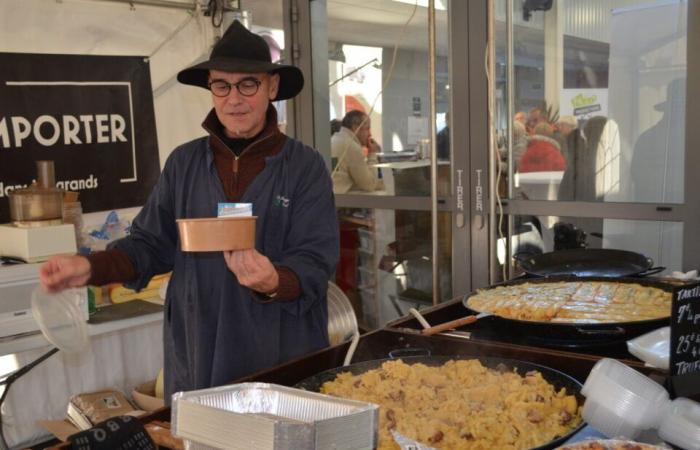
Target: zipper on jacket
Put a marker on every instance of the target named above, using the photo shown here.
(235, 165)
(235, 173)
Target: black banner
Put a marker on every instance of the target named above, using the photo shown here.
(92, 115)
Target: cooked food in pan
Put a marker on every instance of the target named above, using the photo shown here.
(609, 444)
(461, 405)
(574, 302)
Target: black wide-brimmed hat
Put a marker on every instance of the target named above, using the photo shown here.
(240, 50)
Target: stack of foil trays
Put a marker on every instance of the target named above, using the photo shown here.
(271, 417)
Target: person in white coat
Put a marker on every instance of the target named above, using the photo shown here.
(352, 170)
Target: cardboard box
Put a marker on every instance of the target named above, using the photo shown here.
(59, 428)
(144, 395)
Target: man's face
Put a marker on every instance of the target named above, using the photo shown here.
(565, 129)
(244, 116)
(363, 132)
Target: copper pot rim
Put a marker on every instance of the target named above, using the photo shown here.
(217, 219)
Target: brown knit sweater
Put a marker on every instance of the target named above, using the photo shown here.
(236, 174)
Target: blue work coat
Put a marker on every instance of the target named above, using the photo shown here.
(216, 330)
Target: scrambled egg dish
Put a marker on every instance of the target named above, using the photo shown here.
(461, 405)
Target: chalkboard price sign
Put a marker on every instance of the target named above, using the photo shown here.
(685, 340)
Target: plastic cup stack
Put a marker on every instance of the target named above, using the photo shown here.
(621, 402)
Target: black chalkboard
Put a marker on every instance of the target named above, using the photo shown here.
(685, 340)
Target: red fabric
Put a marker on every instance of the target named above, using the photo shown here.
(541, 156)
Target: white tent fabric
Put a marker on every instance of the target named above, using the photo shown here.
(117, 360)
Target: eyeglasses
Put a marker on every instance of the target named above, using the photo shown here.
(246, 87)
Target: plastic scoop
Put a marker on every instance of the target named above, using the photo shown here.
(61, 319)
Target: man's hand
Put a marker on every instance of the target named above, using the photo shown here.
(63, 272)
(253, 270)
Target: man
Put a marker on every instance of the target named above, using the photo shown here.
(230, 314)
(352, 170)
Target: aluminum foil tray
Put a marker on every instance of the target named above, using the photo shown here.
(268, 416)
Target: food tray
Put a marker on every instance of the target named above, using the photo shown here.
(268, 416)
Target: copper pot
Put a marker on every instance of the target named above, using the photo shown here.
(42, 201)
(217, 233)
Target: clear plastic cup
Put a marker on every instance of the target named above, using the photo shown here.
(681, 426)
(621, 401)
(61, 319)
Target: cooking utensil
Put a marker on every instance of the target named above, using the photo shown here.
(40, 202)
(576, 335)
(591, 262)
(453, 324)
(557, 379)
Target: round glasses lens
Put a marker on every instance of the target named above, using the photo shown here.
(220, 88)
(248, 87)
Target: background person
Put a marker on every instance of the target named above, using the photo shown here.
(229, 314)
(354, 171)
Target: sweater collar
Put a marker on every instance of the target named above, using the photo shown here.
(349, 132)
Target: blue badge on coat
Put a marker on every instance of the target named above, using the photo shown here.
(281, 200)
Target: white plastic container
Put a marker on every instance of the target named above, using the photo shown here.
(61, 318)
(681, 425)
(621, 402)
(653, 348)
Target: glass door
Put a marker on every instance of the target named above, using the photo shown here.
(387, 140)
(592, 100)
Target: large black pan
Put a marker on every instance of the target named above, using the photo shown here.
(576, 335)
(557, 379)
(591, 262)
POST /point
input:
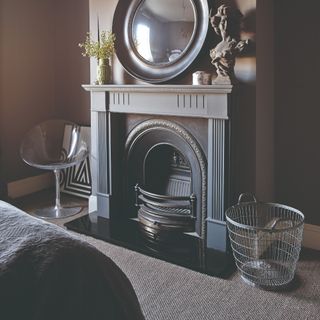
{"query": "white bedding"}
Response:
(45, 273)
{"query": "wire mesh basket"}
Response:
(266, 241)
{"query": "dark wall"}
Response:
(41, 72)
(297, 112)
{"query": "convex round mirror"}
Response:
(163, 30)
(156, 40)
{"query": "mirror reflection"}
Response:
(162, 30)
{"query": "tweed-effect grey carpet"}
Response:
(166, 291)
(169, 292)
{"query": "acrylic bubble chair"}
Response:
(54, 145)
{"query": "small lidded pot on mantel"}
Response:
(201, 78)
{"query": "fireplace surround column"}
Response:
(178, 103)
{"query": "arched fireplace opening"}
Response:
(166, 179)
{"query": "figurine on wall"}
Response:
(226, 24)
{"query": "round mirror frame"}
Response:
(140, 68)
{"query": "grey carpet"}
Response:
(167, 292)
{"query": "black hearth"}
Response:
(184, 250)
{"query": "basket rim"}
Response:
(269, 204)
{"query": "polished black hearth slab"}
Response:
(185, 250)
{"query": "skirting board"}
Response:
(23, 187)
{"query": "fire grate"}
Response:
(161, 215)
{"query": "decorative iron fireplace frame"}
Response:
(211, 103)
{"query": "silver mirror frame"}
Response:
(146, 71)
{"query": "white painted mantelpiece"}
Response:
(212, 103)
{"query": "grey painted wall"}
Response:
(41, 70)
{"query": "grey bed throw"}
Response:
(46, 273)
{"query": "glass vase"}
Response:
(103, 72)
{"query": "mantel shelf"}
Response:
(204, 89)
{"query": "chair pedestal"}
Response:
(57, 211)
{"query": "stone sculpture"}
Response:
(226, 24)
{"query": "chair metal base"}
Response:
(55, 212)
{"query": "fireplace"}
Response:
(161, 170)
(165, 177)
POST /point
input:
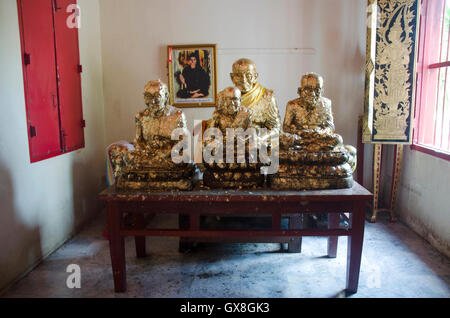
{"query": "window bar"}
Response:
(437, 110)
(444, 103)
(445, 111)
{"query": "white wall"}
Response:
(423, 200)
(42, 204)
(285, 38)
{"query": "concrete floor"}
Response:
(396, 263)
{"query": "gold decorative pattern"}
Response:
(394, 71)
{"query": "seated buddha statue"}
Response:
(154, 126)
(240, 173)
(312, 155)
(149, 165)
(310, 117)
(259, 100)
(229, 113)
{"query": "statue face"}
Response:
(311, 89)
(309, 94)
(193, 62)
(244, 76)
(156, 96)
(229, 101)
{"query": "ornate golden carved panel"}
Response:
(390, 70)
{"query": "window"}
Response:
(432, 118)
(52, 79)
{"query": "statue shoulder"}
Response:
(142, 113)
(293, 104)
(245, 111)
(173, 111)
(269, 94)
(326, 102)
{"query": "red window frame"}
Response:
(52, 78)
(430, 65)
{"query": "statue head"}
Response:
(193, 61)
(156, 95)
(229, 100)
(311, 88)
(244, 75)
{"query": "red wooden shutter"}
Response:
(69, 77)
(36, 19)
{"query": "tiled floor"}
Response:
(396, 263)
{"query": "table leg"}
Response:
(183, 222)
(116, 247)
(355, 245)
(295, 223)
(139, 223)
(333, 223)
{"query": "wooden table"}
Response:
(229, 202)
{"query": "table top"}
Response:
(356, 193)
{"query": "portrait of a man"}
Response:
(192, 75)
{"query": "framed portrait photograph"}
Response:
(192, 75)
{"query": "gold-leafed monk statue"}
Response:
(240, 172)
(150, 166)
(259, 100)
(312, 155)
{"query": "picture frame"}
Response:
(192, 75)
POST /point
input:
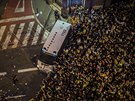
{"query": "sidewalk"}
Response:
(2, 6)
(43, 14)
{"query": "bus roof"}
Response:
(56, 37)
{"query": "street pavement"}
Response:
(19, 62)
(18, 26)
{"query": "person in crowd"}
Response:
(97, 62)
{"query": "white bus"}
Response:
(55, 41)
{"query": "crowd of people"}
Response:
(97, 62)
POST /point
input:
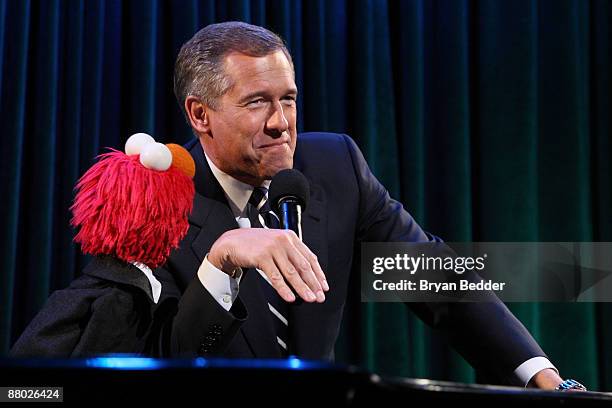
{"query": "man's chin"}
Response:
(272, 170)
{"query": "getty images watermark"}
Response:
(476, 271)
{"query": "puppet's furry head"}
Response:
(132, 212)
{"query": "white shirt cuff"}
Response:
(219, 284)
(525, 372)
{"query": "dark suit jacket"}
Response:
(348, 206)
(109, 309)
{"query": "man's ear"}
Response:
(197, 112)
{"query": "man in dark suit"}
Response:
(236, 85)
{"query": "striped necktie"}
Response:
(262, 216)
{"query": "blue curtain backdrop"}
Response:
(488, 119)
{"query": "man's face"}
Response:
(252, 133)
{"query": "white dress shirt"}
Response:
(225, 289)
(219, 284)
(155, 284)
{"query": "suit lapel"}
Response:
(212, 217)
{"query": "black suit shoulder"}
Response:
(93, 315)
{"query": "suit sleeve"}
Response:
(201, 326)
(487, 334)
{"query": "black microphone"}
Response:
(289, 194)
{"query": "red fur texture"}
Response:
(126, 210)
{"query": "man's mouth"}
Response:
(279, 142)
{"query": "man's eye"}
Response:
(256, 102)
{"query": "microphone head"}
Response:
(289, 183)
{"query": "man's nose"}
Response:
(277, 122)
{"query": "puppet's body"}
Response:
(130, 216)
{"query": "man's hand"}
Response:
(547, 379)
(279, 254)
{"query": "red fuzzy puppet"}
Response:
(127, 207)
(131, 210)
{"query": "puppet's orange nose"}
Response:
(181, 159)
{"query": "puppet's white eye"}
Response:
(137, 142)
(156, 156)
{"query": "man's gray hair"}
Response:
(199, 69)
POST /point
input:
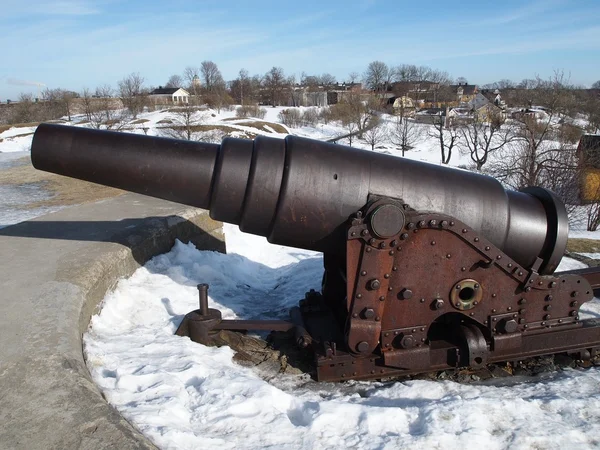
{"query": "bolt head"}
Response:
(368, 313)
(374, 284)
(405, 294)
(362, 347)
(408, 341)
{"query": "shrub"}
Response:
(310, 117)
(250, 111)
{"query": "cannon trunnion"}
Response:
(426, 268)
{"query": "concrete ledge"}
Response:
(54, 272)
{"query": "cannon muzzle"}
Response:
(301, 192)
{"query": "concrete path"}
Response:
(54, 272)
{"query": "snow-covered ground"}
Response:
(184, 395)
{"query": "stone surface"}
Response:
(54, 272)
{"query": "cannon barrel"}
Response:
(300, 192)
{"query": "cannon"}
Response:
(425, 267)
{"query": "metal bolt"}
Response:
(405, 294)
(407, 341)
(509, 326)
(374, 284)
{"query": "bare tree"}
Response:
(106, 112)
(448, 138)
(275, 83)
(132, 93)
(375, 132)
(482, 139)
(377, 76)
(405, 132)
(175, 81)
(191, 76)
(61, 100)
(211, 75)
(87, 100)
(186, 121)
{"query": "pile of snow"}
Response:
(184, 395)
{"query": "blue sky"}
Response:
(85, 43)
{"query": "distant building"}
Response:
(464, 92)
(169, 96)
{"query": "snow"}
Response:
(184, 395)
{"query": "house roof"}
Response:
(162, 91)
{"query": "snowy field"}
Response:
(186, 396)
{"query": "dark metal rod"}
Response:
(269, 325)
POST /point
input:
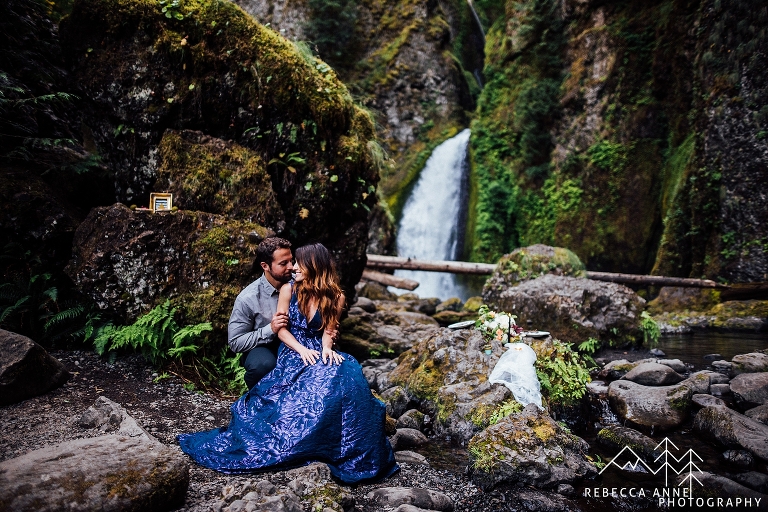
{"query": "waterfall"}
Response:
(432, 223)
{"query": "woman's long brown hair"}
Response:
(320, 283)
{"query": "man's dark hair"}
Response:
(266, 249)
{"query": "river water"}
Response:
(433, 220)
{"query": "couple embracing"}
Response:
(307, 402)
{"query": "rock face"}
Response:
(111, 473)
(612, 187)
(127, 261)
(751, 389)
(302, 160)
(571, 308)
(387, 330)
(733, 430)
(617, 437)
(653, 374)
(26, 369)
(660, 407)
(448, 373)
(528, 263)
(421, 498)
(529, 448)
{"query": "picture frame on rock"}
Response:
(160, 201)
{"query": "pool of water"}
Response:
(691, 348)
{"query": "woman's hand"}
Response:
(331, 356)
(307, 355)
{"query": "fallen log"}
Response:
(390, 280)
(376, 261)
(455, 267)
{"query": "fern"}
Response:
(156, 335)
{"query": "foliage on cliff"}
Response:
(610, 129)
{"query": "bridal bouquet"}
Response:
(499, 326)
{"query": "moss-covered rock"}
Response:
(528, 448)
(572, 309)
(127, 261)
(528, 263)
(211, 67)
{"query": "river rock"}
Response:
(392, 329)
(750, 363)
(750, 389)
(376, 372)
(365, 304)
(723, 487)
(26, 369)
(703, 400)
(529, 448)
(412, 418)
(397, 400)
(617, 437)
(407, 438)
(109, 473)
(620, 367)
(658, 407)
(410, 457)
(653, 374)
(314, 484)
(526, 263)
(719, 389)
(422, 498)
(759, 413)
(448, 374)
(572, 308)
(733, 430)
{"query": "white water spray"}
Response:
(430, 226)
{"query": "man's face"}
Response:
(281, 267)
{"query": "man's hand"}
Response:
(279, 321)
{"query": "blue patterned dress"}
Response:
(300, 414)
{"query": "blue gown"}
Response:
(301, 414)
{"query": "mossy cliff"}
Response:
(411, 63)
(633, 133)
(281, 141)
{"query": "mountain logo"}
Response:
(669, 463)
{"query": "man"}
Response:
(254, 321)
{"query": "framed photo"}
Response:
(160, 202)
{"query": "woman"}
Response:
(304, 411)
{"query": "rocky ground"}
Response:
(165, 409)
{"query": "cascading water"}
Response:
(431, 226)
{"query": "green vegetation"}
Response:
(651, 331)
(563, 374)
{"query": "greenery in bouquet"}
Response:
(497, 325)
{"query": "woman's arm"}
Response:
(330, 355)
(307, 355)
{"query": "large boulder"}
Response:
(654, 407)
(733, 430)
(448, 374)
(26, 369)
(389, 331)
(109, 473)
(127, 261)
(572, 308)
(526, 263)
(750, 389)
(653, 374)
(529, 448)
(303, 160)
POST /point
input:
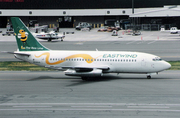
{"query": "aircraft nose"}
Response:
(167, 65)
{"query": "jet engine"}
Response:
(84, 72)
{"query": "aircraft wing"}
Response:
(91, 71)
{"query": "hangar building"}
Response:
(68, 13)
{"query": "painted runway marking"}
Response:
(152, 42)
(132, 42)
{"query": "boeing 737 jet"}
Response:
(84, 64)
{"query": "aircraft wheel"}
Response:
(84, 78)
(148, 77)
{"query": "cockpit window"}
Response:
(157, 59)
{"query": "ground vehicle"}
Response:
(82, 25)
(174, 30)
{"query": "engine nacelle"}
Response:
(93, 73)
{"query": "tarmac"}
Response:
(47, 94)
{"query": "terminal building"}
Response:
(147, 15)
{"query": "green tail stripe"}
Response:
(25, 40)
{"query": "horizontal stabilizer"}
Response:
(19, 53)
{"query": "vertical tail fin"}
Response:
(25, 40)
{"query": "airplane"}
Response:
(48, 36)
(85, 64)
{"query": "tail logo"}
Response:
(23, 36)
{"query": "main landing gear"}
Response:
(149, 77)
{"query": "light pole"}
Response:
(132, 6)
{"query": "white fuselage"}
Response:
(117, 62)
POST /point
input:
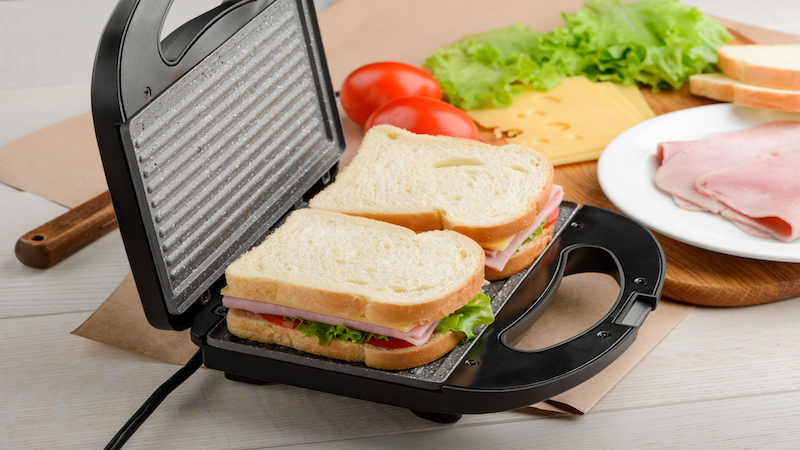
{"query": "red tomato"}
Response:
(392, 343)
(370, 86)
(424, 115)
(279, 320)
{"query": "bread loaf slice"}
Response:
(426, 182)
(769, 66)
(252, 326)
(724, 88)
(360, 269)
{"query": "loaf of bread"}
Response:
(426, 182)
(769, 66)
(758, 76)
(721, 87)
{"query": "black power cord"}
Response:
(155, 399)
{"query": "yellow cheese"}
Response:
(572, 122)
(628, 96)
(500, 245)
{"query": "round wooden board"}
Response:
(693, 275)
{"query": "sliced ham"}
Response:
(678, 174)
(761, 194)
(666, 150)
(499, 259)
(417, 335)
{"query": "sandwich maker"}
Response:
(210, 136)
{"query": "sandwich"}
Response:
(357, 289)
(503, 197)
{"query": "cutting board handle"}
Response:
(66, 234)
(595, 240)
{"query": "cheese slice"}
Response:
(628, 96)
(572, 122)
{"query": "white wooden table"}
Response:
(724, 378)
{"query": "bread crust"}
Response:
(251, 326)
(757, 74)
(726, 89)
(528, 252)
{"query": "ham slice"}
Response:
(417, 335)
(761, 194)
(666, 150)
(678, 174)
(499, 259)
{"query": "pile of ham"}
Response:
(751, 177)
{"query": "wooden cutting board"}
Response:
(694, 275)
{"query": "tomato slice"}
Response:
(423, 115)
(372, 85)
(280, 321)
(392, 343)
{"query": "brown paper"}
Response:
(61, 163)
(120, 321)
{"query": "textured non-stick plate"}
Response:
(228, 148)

::::

Copy each line of the listing that holds the word "chalkboard".

Response area
Target: chalkboard price sign
Target: black chalkboard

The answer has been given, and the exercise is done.